--- RECORDS PROVIDED Enclosed Below ---
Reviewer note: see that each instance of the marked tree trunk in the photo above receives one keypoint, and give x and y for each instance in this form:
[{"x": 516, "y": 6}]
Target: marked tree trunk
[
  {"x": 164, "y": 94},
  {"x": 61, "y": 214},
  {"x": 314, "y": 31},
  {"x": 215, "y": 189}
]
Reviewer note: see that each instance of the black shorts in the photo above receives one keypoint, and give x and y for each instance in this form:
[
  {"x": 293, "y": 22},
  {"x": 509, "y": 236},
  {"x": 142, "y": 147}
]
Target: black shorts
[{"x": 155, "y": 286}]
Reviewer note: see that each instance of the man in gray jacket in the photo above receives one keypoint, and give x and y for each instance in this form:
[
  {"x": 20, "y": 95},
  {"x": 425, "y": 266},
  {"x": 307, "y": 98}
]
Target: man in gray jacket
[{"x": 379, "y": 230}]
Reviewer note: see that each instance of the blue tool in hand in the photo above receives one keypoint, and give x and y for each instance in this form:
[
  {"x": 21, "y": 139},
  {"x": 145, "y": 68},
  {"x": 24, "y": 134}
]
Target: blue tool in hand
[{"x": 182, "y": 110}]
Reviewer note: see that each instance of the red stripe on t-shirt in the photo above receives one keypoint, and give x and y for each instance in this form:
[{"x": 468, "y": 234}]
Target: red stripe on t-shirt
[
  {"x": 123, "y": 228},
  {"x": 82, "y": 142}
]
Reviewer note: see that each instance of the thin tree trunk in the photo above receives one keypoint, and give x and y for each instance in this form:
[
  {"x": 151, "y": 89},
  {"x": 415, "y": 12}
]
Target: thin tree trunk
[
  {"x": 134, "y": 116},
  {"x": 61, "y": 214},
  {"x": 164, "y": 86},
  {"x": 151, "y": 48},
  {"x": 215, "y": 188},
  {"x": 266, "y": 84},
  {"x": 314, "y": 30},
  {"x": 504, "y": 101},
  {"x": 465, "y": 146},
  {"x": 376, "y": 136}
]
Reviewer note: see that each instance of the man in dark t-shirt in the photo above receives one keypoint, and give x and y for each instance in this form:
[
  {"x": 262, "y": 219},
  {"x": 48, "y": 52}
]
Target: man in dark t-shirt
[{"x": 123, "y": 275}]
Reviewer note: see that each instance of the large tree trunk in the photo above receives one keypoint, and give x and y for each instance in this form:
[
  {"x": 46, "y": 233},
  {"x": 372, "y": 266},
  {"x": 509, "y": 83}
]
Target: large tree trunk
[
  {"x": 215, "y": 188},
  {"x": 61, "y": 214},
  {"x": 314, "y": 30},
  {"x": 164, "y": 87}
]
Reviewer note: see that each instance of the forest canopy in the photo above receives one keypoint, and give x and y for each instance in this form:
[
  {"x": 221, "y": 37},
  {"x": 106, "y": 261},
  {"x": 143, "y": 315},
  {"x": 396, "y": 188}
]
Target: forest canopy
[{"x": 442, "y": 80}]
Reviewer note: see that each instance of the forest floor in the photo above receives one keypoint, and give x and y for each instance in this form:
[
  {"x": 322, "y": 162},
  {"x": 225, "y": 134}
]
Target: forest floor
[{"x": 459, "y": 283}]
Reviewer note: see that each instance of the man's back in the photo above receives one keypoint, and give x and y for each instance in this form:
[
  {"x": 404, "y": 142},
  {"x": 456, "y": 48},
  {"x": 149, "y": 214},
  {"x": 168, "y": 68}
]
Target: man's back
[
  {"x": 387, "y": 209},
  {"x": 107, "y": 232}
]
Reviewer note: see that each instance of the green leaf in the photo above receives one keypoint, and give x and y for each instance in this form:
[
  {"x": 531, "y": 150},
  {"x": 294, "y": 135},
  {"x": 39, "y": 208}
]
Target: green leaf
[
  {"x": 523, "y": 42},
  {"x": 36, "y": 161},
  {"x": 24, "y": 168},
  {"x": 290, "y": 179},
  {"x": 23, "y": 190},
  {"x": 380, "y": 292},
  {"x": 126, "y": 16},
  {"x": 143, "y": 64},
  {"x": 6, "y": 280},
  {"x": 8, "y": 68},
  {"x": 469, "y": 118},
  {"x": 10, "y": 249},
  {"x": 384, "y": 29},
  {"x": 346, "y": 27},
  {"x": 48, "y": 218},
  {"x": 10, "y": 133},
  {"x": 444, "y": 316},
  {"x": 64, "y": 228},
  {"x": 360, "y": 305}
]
--- End of Enclosed RECORDS PROVIDED ---
In full, transcribe each entry of the material exactly.

• THE COMPLETED TASK
Reviewer note: see that each instance of the marked tree trunk in the photo above receives one keypoint, and give x and y for each instance in this form:
[{"x": 516, "y": 6}]
Target: marked tree trunk
[
  {"x": 164, "y": 94},
  {"x": 61, "y": 214},
  {"x": 314, "y": 31},
  {"x": 215, "y": 189}
]
Reviewer note: see that each instance of the black shorts in the photo above receives one keypoint, and give x and y for each instance in this form:
[
  {"x": 293, "y": 22},
  {"x": 509, "y": 236},
  {"x": 142, "y": 147}
]
Target: black shorts
[{"x": 155, "y": 286}]
Reviewer note: see that each instance of the man in gray jacket in the photo above receives one keypoint, and give x and y for each instance in this form:
[
  {"x": 20, "y": 95},
  {"x": 425, "y": 266},
  {"x": 307, "y": 98}
]
Target: man in gray jacket
[{"x": 379, "y": 230}]
Reviewer note: see that each instance of the blue tool in hand in the photo above receives one keypoint, and give x and y for each instance in this form:
[
  {"x": 21, "y": 139},
  {"x": 145, "y": 68},
  {"x": 24, "y": 134}
]
Target: blue tool in hand
[{"x": 182, "y": 110}]
Reviewer note: see that each instance of the red stripe on t-shirt in the photo above receives one keypoint, and give x and y for each instance in this form:
[{"x": 468, "y": 234}]
Target: red stripe on t-shirt
[
  {"x": 123, "y": 228},
  {"x": 82, "y": 142}
]
Reviewer note: see that each instance of the thin tree trunk in the photo above receives one keypoint, and give x and y for each instance in this form:
[
  {"x": 151, "y": 89},
  {"x": 415, "y": 12}
]
Target: thin tree trunk
[
  {"x": 134, "y": 116},
  {"x": 61, "y": 214},
  {"x": 164, "y": 86},
  {"x": 151, "y": 48},
  {"x": 215, "y": 188},
  {"x": 266, "y": 84},
  {"x": 314, "y": 30},
  {"x": 504, "y": 101},
  {"x": 465, "y": 146},
  {"x": 376, "y": 136}
]
Reviewer note: see that each instance of the man in dark t-shirt in the photo above receives one keypoint, and give x and y for each instance in this form:
[
  {"x": 262, "y": 219},
  {"x": 48, "y": 52}
]
Target: man in dark t-shirt
[{"x": 123, "y": 275}]
Reviewer note: see that each instance of the large tree trunk in the photo above receives one keypoint, and give x and y for each instance in this form:
[
  {"x": 46, "y": 233},
  {"x": 372, "y": 266},
  {"x": 509, "y": 83}
]
Target: large tree trunk
[
  {"x": 215, "y": 188},
  {"x": 61, "y": 214},
  {"x": 314, "y": 30},
  {"x": 164, "y": 87}
]
Reviewer note: see that each instance of the forest canopy in the photo above receives one keypoint, and give x and y for each instance in this form:
[
  {"x": 221, "y": 37},
  {"x": 106, "y": 261},
  {"x": 143, "y": 315},
  {"x": 396, "y": 188}
]
Target: forest canopy
[{"x": 442, "y": 80}]
Reviewer note: see that each instance of the forest floor in the photo above receives one keypoint, and give x and y for each instance in this form:
[
  {"x": 322, "y": 162},
  {"x": 225, "y": 134}
]
Target: forest floor
[{"x": 459, "y": 283}]
Reviewer note: see that each instance of the man's back in the photo above receives one keypoint, and give x and y for each instance in this form:
[
  {"x": 404, "y": 142},
  {"x": 456, "y": 48},
  {"x": 149, "y": 214},
  {"x": 168, "y": 68}
]
Target: man's back
[
  {"x": 387, "y": 209},
  {"x": 107, "y": 232}
]
Reviewer note: see that each instance of the green leaf in the photo above receives one keypoint, and give x and y for each instance in this form:
[
  {"x": 531, "y": 150},
  {"x": 294, "y": 135},
  {"x": 39, "y": 208}
]
Target: green leaf
[
  {"x": 523, "y": 42},
  {"x": 36, "y": 161},
  {"x": 24, "y": 168},
  {"x": 290, "y": 179},
  {"x": 23, "y": 190},
  {"x": 380, "y": 292},
  {"x": 126, "y": 16},
  {"x": 143, "y": 64},
  {"x": 6, "y": 280},
  {"x": 8, "y": 68},
  {"x": 469, "y": 118},
  {"x": 10, "y": 249},
  {"x": 384, "y": 29},
  {"x": 346, "y": 27},
  {"x": 48, "y": 218},
  {"x": 10, "y": 133},
  {"x": 444, "y": 316},
  {"x": 64, "y": 228},
  {"x": 360, "y": 305}
]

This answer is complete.